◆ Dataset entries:
start

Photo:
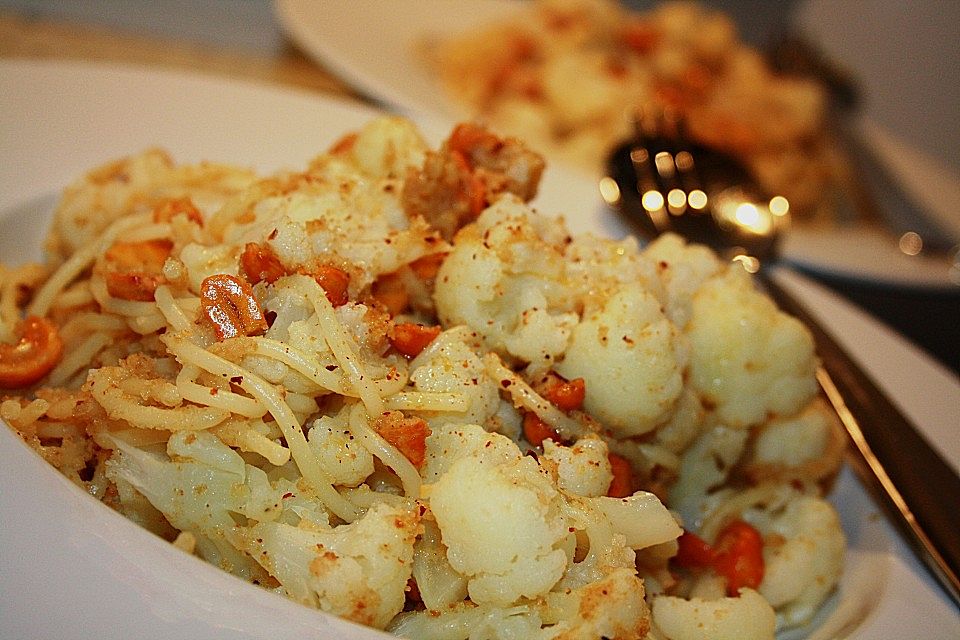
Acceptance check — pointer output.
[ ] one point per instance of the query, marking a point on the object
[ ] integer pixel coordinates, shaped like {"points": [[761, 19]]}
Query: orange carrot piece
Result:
{"points": [[259, 263], [568, 395], [410, 339], [408, 435], [536, 430], [739, 556]]}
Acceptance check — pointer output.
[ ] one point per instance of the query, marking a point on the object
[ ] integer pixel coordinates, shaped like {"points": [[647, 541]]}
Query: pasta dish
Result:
{"points": [[566, 75], [389, 388]]}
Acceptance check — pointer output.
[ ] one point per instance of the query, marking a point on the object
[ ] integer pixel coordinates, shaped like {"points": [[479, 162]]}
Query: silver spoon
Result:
{"points": [[661, 182]]}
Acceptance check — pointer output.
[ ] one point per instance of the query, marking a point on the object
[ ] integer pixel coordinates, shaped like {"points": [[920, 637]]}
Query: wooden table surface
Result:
{"points": [[23, 37]]}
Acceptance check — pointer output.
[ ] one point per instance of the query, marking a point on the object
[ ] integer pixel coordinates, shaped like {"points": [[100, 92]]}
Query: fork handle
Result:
{"points": [[917, 488]]}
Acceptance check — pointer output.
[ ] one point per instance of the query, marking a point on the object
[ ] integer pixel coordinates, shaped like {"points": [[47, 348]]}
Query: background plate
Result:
{"points": [[387, 65]]}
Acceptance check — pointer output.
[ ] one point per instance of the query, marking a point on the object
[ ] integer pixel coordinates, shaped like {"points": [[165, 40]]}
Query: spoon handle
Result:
{"points": [[919, 490]]}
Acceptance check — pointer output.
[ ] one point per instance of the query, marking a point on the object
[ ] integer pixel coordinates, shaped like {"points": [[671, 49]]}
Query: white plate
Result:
{"points": [[72, 568], [385, 64]]}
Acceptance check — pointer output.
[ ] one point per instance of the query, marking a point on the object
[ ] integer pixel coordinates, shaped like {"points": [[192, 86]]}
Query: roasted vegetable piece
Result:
{"points": [[229, 306], [37, 351]]}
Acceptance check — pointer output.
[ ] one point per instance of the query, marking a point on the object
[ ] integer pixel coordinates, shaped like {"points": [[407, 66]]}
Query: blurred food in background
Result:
{"points": [[568, 74]]}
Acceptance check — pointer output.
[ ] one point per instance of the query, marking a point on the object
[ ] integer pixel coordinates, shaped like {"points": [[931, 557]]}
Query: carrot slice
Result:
{"points": [[410, 339], [622, 484]]}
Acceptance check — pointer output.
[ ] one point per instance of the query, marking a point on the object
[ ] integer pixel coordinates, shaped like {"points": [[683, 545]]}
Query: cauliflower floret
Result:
{"points": [[506, 282], [388, 146], [705, 466], [746, 617], [748, 360], [499, 517], [803, 555], [632, 359], [681, 268], [583, 468], [358, 571], [612, 607], [807, 446], [440, 586], [200, 465], [597, 267]]}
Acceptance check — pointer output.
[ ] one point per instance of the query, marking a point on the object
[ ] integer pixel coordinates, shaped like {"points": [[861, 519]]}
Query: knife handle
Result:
{"points": [[918, 489]]}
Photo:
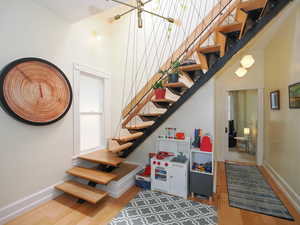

end

◆ STATED EXERCISE: Report how many lines in the data above contain the string "piece". Case counts. Give only the number.

◆ REPLY TO THE TASK: 2